● INFORMATION PROVIDED:
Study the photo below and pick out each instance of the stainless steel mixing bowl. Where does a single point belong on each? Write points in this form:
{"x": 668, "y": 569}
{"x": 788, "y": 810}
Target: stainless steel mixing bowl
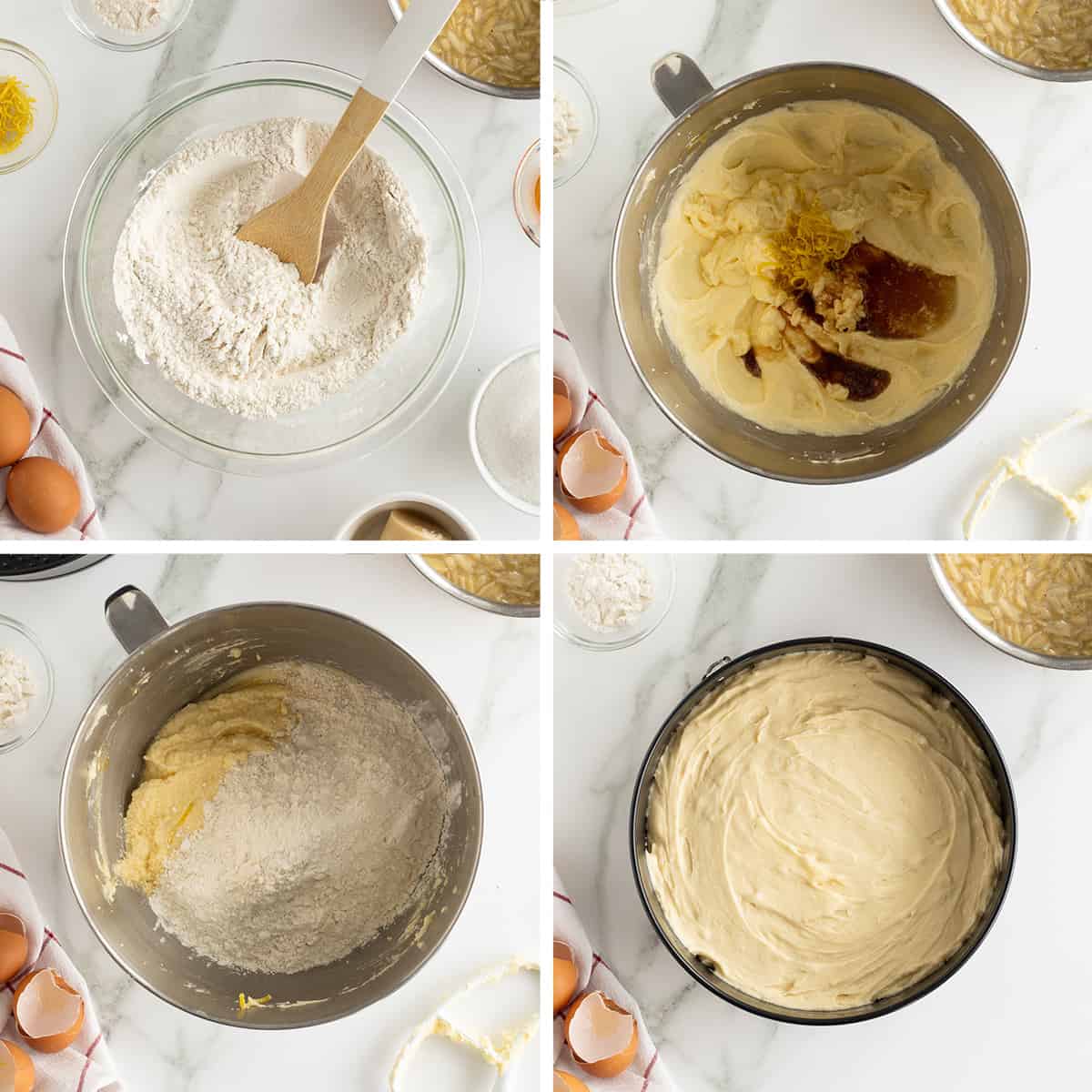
{"x": 992, "y": 637}
{"x": 714, "y": 678}
{"x": 509, "y": 610}
{"x": 170, "y": 666}
{"x": 960, "y": 30}
{"x": 703, "y": 115}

● EXERCISE DETAILS:
Print every line of the material above exactly as it reads, skipping the pictures.

● SOLUTION TO THE PROBLEM:
Study the photo below and pick out each instance of the stainless steel mixing bowl. Where does a single point belong on each? Write points in this form:
{"x": 668, "y": 569}
{"x": 788, "y": 810}
Target: stainless steel mixing bowl
{"x": 992, "y": 637}
{"x": 714, "y": 678}
{"x": 509, "y": 610}
{"x": 170, "y": 666}
{"x": 960, "y": 30}
{"x": 703, "y": 115}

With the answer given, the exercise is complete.